= Beginning of Section =
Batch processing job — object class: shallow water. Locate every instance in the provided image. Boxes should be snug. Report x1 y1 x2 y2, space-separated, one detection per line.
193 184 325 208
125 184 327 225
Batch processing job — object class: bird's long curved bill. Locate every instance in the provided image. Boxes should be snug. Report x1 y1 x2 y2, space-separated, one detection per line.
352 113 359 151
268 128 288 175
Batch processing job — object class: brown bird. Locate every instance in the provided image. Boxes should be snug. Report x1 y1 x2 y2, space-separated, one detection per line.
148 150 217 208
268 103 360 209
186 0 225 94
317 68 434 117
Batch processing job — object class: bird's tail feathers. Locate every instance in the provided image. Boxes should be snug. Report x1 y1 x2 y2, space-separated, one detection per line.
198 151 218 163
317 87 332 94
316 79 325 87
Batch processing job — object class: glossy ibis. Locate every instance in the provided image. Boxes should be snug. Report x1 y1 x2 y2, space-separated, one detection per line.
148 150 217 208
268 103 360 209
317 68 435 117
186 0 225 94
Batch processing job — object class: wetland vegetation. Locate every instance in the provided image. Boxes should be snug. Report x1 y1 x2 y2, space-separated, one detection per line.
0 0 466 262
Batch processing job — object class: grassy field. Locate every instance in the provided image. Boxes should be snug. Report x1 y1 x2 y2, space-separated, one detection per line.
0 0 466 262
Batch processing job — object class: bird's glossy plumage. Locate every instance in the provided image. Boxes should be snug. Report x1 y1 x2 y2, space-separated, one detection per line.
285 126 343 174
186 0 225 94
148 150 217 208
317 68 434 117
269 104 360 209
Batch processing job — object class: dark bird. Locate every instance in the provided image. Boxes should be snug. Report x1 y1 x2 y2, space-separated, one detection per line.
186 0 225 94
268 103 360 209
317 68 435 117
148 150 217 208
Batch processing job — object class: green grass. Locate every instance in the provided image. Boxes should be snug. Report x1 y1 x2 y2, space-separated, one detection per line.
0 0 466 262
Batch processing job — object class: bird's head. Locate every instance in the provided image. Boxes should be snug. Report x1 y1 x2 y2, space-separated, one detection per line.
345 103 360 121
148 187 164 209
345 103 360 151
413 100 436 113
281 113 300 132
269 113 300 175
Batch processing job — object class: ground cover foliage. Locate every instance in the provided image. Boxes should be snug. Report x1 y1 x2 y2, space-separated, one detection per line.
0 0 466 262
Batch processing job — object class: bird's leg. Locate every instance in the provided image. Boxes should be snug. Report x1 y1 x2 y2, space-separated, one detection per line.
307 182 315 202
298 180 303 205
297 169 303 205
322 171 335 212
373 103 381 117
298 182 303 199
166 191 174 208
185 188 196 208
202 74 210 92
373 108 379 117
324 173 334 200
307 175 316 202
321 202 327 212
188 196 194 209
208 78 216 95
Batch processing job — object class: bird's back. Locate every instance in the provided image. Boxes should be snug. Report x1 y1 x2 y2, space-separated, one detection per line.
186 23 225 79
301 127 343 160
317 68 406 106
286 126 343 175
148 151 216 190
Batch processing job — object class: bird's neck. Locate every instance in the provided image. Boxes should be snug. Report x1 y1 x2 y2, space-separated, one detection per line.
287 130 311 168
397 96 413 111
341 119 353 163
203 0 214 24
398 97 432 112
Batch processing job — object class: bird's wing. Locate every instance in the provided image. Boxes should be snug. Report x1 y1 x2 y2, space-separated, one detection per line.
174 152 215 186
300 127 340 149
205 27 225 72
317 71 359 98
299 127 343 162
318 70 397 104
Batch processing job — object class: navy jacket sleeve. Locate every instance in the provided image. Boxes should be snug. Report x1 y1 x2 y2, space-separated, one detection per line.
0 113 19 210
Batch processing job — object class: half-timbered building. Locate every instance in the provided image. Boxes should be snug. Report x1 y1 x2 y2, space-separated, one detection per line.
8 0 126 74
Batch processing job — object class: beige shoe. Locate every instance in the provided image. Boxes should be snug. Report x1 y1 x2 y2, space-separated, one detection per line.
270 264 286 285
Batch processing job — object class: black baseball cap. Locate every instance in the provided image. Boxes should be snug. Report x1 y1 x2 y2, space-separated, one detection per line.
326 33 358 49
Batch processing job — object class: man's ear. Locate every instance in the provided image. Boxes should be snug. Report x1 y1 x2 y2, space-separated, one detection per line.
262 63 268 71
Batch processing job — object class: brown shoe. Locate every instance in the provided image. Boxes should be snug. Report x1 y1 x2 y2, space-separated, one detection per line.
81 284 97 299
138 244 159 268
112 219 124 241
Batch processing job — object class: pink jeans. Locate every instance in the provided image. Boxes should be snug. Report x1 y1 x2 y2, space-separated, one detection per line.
= End of Section =
> _What to do_: Your task is to transcribe the listing in full, so that each line reads exactly as before.

> _Solution below_:
Batch processing job — object class: shallow water. Locate every instance in the provided image. Boxes should be snug. Report x1 y1 x2 y2, space-separated, one detection per line.
193 184 325 208
125 184 327 225
Batch processing job — object class: bird's long curved bill. Locate every instance in the provided image. Boxes should be snug. Report x1 y1 x2 y2, space-separated, one detection per line.
352 113 359 151
268 128 288 175
Batch processing job — object class: brown bird. Locate every instance in the provided image. Boxes should be snug. Report x1 y1 x2 y2, space-separated, one detection per line.
148 150 217 208
268 103 360 209
186 0 225 94
317 68 434 117
Batch processing job — object class: bird's tail feathers. Locate every instance in the provided image. Boxes should be snug. Report x1 y1 x2 y2, space-separated, one detection per line.
198 151 218 163
317 87 332 94
316 79 325 87
Batch processing job — object class: glossy ibis. Locate every instance in the provided image. Boxes should be snug. Report x1 y1 x2 y2, space-separated, one detection per line.
148 150 217 208
268 103 360 209
317 68 435 117
186 0 225 94
Batch processing job — object class: wetland vegetation. Locate every instance in the provided image. Boxes should be snug. Report x1 y1 x2 y2, space-separated, one detection per line.
0 0 466 262
Batch processing job — object class: grassy field. Locate every instance in the provided image. Boxes should be snug. Report x1 y1 x2 y2, space-separated, one detection per line.
0 0 466 262
Batch processing job — object class: bird's glossy plumage. Locate every instance in the provided image. Boxes should be snug. Report x1 y1 x2 y2, space-separated, one detection per line.
285 126 343 174
186 0 225 94
148 150 217 208
317 68 434 117
269 104 360 209
Batch processing job — object class: dark bird. Locate every instance in the provided image. Boxes should be snug. Report x1 y1 x2 y2, space-separated, one detection per line.
186 0 225 94
268 103 360 209
317 68 435 117
148 150 217 208
Batch processing job — object class: green grass. Locate every instance in the provided image. Boxes should be snug. Report x1 y1 x2 y2, space-separated, one detection per line.
0 0 466 262
Batch processing job — object class: bird's head. Locate every instance in the provided image. Boxes should be snug. Report x1 y1 x2 y2, space-separated, one detection per line.
345 103 360 121
148 187 164 209
345 103 360 151
413 100 436 113
281 113 300 132
269 113 300 175
Batch processing job — object class: ground cover foliage. Locate every instance in the provided image. Boxes should be snug. Report x1 y1 x2 y2, space-separated, one detection per line.
0 0 466 262
Batch processing job — object class: bird's leg. Locate every instance in the provided image. Boxes should be snug. Report x1 y1 x2 y2, space-separated, one detection per line.
307 182 315 202
298 180 303 205
297 169 303 205
322 171 335 212
373 103 381 117
298 182 303 199
166 191 174 208
185 188 196 208
202 74 210 92
373 108 379 117
324 173 334 200
307 175 316 202
321 202 327 212
188 196 194 209
208 78 216 95
Batch processing job — object class: bird's back. Locate every instance in the provided image. Boxes should be snug. Report x1 y1 x2 y2, space-separated, one detection per line.
186 23 225 79
301 127 343 160
317 68 406 106
286 126 343 175
148 151 216 190
Batch processing job — object class: bird's neck. Locate every instance in the provided image. Boxes should be snug. Report x1 y1 x2 y2, space-separated, one detection per line.
287 130 311 168
397 96 413 111
341 119 353 163
203 0 214 24
398 97 432 112
Batch processing job — object class: bird's wing. Locate every instance in the provided image. Boxes should be snug. Report x1 y1 x2 y2, space-separated, one detection per line.
174 152 215 186
300 127 340 149
205 27 225 72
317 71 359 98
299 127 343 162
318 70 397 104
Batch processing job — object class: navy jacket sleeve. Locate every instance in the provided image. Boxes should be snug. Report x1 y1 x2 y2, space-separated, one detection per line.
0 113 19 210
Batch processing job — object class: half-timbered building. Locate every instance in the provided image. Boxes should be snug. Report x1 y1 x2 y2, space-separated, one detection per line.
8 0 126 74
Batch processing job — object class: beige shoe. Locate every instance in the provided image. Boxes should be snug. Report x1 y1 x2 y2, space-separated, one detection per line.
270 264 286 285
Batch processing job — object class: black baseball cap. Locate every instance in the provided image. Boxes should be snug. Report x1 y1 x2 y2, space-separated, one detection per line.
326 33 358 49
Batch processing job — object class: man's ear. Locate every instance in the provided image. Boxes should be snug. Report x1 y1 x2 y2, space-separated, one detection per line.
262 63 268 71
Batch processing job — object class: brown shoe. Locate every instance in the provided image. Boxes should be snug. Report x1 y1 x2 y2, space-separated, one detection per line.
81 284 97 299
138 244 159 268
112 219 124 241
Batch processing job — object class: pink jeans. Locate every instance in the provided image. Boxes should be snug. Report x1 y1 x2 y2, space-separated, one detection per line.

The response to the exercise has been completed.